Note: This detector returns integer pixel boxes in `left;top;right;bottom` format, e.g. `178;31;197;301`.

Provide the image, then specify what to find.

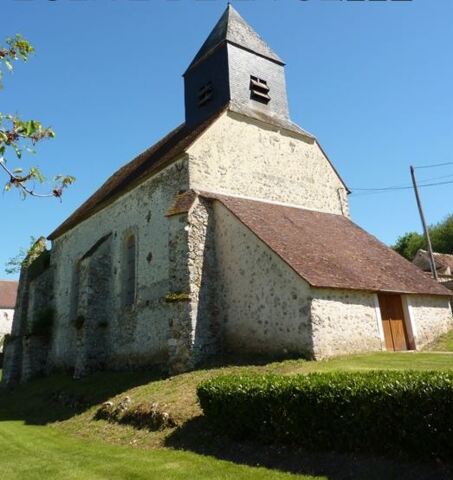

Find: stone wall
311;288;383;359
406;295;453;350
51;158;188;371
0;308;14;337
210;202;312;356
188;112;349;216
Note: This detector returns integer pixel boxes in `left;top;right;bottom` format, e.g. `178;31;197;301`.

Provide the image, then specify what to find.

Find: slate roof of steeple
187;4;284;74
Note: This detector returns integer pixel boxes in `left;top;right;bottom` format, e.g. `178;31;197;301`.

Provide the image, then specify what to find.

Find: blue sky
0;0;453;278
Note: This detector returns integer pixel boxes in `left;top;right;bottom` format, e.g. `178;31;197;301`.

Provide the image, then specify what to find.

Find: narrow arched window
123;235;136;307
70;262;80;320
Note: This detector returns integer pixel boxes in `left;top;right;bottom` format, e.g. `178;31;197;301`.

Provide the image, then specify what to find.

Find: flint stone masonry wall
188;198;223;364
407;295;453;350
0;308;14;337
188;112;349;216
214;202;312;356
51;158;188;370
311;288;383;359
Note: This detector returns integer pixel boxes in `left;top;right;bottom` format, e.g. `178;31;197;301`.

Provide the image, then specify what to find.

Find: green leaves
197;371;453;459
0;34;34;88
0;34;75;198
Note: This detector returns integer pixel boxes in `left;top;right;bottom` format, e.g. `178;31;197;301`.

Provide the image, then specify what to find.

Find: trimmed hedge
197;371;453;460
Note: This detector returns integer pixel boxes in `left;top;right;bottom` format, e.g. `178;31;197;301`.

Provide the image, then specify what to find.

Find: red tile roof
0;280;18;308
412;249;453;272
201;193;451;296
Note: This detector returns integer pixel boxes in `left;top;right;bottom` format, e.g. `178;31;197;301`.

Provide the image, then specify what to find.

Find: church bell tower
184;4;289;126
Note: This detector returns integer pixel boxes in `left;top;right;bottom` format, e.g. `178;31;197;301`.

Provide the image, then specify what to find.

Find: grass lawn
0;352;453;480
427;330;453;352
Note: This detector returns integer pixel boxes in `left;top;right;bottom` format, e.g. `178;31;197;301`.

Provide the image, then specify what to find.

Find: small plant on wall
74;315;85;330
29;307;55;337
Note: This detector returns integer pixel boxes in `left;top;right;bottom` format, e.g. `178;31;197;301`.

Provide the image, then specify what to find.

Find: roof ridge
185;4;284;73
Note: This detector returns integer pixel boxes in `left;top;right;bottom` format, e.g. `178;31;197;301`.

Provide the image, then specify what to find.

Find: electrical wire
351;180;453;197
414;162;453;169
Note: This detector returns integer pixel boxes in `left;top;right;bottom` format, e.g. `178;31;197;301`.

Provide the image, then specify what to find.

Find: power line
351;180;453;197
414;162;453;169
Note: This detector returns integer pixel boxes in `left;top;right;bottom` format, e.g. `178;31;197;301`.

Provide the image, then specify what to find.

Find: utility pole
411;165;438;280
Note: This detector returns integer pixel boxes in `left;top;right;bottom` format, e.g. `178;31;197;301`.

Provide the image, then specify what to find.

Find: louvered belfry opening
250;75;271;104
198;82;213;107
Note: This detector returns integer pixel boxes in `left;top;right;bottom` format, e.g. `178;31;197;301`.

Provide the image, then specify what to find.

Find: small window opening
250;75;271;104
123;235;136;307
198;82;213;107
71;262;80;320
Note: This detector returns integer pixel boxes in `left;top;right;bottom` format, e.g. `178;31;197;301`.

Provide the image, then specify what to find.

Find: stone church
4;5;453;382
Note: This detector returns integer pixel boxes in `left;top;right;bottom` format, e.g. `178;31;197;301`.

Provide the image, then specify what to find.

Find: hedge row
197;371;453;460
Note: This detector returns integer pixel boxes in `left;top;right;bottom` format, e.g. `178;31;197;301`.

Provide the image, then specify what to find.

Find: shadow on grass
0;370;165;425
165;416;453;480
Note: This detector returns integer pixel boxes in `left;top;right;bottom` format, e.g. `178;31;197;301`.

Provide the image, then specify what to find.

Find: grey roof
187;4;284;70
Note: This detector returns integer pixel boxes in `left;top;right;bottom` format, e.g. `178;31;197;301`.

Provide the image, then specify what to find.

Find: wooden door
379;295;409;351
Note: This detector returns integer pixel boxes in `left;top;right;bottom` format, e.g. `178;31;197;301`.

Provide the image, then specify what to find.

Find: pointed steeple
184;4;289;125
187;3;284;71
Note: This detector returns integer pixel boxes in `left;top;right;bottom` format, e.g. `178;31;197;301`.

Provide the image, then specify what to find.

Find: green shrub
197;371;453;459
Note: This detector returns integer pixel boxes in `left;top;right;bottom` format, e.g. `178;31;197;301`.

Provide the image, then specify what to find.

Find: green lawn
427;330;453;352
0;353;453;480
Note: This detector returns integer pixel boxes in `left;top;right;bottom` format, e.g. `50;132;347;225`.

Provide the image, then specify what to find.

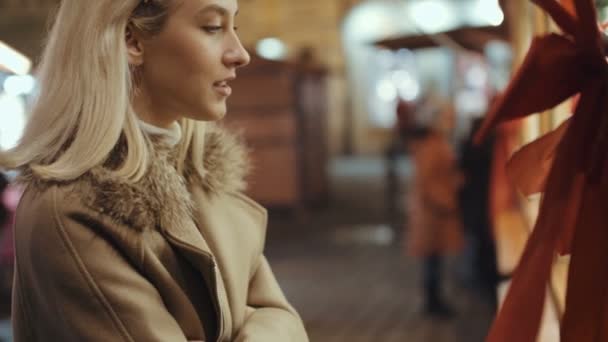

******

Task statement: Reproduce the material above, starting at its first line and ending at the line that contains "0;34;75;198", and leave the pictures out. Shift every pixel coordinate in the returned boxes by -27, and leave all other numbers unchanged.

Answer to the task:
Note: This detector returns integer pixel boxes in `left;top;right;bottom` format, e.g. `178;31;197;301`.

Provide the image, then specify what to find.


Find: stone wall
284;261;356;332
379;268;426;323
24;131;161;344
-27;281;-13;310
183;175;285;329
161;85;322;189
Note: This detector returns integer pixel boxes in `left;top;right;bottom` format, e.g. `178;31;197;301`.

Provide the image, then specify what to find.

Find: slate roof of steeple
160;-23;257;47
Note: This detector returns integer pixel boxes in `left;top;right;bottom` format, e.g. `178;31;197;301`.

Provide the image, then specify what to find.

Find: blue sky
-27;-27;426;251
Note: This detector returns integer pixel boxes in `left;top;right;bottom` format, e.g. `178;31;197;301`.

Provide the image, then specify what to find.

Find: narrow arched window
96;208;109;280
43;235;53;293
Note: This detector returns integer pixel boxes in `left;top;right;bottom` format, e.g. `178;31;197;301`.

Provide the image, then specify what to find.

Find: flint stone masonry wall
161;171;196;337
380;268;426;323
-27;281;-13;310
161;85;322;189
187;175;285;329
24;131;161;343
284;261;356;332
Note: This detector returns integer pixel boxes in `left;top;right;bottom` format, e.g. `178;31;197;301`.

Provide the image, then specify what to find.

Find: green leaves
170;344;426;432
-27;7;7;61
-27;7;48;171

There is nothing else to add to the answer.